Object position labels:

....

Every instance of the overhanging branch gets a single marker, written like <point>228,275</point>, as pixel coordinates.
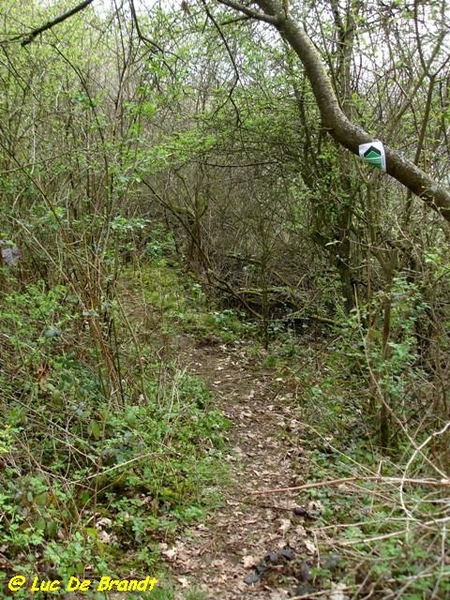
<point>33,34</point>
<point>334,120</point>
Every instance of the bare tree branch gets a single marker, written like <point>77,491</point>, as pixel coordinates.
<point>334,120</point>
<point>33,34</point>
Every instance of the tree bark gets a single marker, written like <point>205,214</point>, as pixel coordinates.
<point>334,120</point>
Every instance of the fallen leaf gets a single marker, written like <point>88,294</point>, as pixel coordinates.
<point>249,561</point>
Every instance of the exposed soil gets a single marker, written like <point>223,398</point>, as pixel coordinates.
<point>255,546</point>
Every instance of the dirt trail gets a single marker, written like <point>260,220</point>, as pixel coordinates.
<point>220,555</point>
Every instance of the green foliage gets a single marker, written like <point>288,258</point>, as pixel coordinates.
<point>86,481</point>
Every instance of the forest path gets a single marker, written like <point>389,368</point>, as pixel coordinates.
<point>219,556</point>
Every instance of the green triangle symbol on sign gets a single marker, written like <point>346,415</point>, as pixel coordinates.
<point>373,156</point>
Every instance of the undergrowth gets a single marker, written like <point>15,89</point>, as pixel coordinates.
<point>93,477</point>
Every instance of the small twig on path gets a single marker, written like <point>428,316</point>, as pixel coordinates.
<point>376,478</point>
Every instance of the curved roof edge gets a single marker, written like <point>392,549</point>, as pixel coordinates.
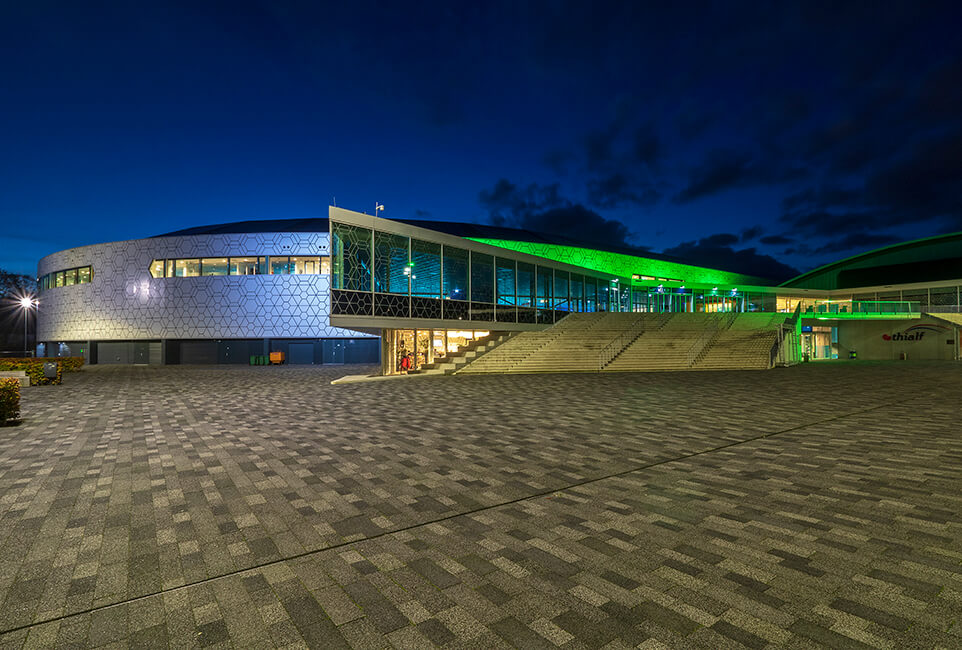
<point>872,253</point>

....

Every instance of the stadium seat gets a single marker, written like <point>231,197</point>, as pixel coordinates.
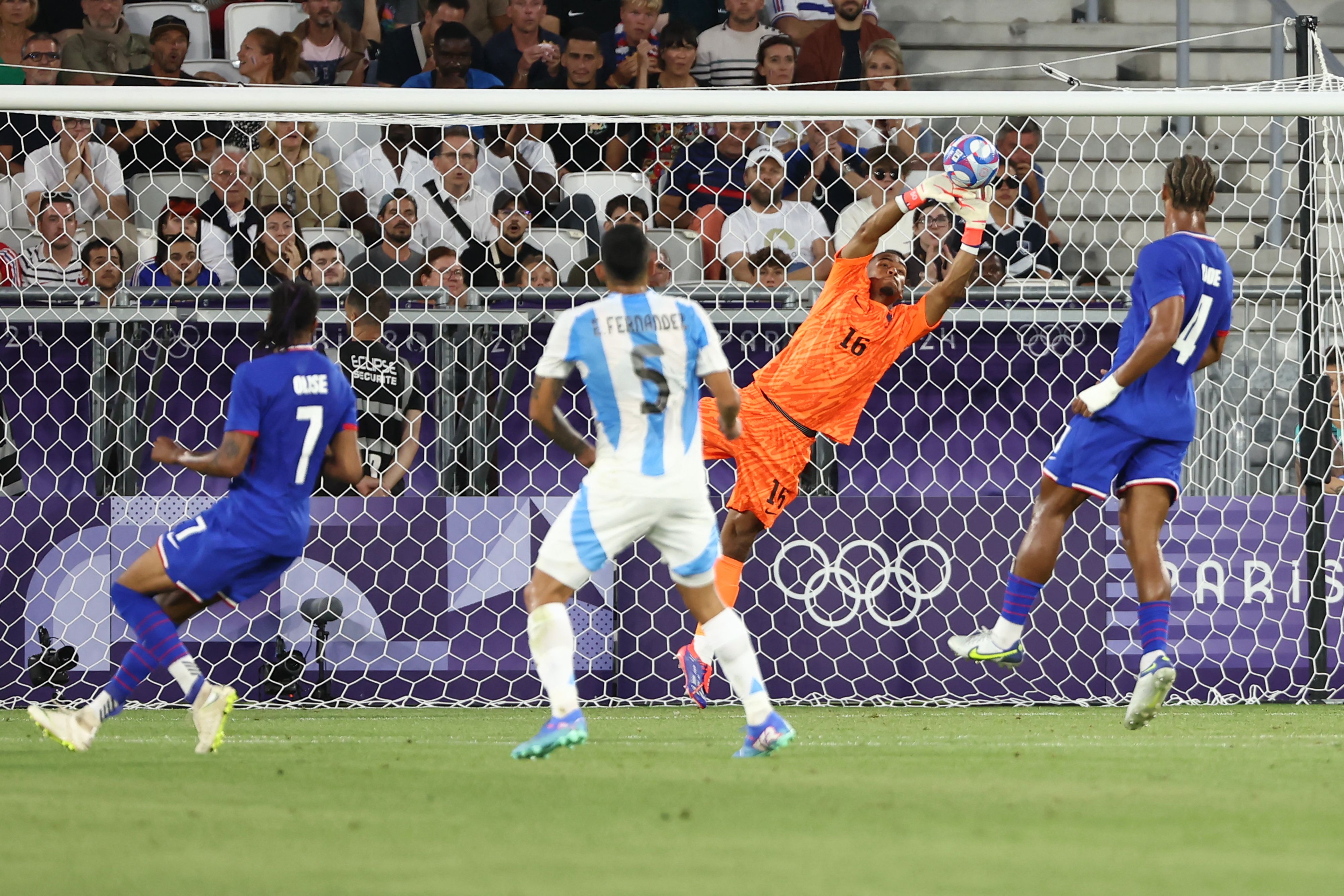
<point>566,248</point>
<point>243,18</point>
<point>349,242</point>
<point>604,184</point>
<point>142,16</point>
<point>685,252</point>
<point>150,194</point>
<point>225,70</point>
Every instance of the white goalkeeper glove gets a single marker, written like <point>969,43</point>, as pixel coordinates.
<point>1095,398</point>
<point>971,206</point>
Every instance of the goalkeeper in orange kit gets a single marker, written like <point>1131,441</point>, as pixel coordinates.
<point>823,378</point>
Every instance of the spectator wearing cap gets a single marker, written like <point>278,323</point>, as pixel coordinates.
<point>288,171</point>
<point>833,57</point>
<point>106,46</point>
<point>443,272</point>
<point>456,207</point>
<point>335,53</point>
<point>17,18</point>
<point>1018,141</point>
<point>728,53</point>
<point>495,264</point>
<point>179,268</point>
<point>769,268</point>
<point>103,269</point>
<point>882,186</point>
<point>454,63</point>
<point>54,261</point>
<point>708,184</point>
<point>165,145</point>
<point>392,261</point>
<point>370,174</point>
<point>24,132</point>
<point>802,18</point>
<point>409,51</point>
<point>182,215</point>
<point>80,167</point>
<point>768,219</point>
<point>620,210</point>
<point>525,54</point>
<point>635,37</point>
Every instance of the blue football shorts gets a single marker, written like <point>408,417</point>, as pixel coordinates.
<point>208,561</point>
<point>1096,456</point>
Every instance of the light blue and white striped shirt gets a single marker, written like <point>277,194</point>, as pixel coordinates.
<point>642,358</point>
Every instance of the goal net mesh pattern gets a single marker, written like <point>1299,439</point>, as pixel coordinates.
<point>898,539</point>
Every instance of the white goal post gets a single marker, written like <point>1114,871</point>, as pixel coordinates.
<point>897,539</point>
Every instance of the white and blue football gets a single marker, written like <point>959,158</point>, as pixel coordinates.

....

TASK GOAL: Copy out the data word for word, beginning at the line containing "Every instance of the white goalkeeper" and ending with the line containing "<point>823,378</point>", both of those lines included.

COMPLETED EXERCISE:
Every instance of the white goalkeeper glove gets a single marker, written like <point>969,43</point>, as pixel coordinates.
<point>1095,398</point>
<point>971,206</point>
Every instance of the goalkeeper in orange kit gets a single marker, written like <point>1131,441</point>, as pixel coordinates.
<point>823,378</point>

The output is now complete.